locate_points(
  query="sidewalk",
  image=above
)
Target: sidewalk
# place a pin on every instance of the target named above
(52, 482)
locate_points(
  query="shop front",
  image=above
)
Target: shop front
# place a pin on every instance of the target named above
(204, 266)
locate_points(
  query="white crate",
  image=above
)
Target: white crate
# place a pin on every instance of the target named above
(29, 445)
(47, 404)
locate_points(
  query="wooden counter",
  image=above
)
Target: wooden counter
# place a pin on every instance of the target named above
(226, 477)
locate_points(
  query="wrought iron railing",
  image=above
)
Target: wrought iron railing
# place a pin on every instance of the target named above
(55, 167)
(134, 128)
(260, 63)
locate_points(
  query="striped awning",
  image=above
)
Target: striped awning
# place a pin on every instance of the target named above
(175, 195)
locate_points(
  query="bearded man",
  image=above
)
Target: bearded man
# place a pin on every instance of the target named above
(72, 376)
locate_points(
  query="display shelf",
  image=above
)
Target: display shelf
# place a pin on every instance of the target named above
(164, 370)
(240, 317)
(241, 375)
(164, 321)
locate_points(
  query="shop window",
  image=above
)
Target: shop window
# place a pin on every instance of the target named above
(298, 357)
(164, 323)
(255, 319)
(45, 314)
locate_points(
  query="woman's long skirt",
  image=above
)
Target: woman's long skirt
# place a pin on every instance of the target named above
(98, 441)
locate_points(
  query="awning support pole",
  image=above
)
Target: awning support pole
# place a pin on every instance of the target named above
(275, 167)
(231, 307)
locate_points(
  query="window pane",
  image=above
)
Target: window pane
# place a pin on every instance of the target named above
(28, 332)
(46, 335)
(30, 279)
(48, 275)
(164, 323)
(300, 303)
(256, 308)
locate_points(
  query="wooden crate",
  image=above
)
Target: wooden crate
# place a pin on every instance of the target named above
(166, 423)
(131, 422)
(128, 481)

☆ ☆ ☆ ☆ ☆

Every line above should be printed again exactly as it stands.

▶ **Output below**:
locate_points(
  query="sidewalk",
  image=above
)
Target: sidewalk
# place a pin on every instance of the target named above
(52, 482)
locate_points(
  query="shop front",
  image=above
)
Target: shop front
# place a pin on every instance of the target named above
(204, 266)
locate_points(
  query="white crate",
  image=above
)
Target: white crate
# place a pin on every instance of the target named above
(29, 445)
(47, 404)
locate_points(
  query="wooden counter",
  image=above
)
Target: wooden counter
# place a pin on every instance of the target named above
(226, 477)
locate_points(
  query="wrought iron railing",
  image=above
)
Target: wrought iron railing
# place a pin on every instance of the target named above
(55, 167)
(134, 128)
(260, 63)
locate_points(
  query="striped awning",
  image=above
)
Target: striped awning
# place a pin on every instance of the target named above
(175, 195)
locate_points(
  query="bearded man",
  image=above
)
Target: bearded man
# place a pin on every instance of the target named above
(72, 376)
locate_points(
  query="display shelf",
  image=above
)
Target: display shelf
# place a pin on every instance of the target named above
(164, 370)
(240, 317)
(241, 375)
(164, 321)
locate_points(
  query="shop window",
  image=above
)
Target: shop window
# place a pin on every instance of the target named above
(298, 357)
(164, 323)
(255, 319)
(45, 314)
locate_points(
  query="woman's long skirt",
  image=above
)
Target: woman's long skirt
# place a pin on every instance of the target named above
(98, 441)
locate_points(
  query="awning support pole",
  image=above
)
Target: awning support pole
# place a pin on every instance of the target named above
(275, 167)
(231, 307)
locate_points(
  query="window pane",
  image=above
)
Target: window pane
# place a pin on every instance of the target named above
(28, 332)
(46, 335)
(30, 279)
(48, 275)
(164, 323)
(300, 303)
(256, 308)
locate_points(
  query="wooden crate",
  image=above
)
Target: wooden crate
# place a pin on every instance of the target named above
(166, 423)
(131, 422)
(128, 481)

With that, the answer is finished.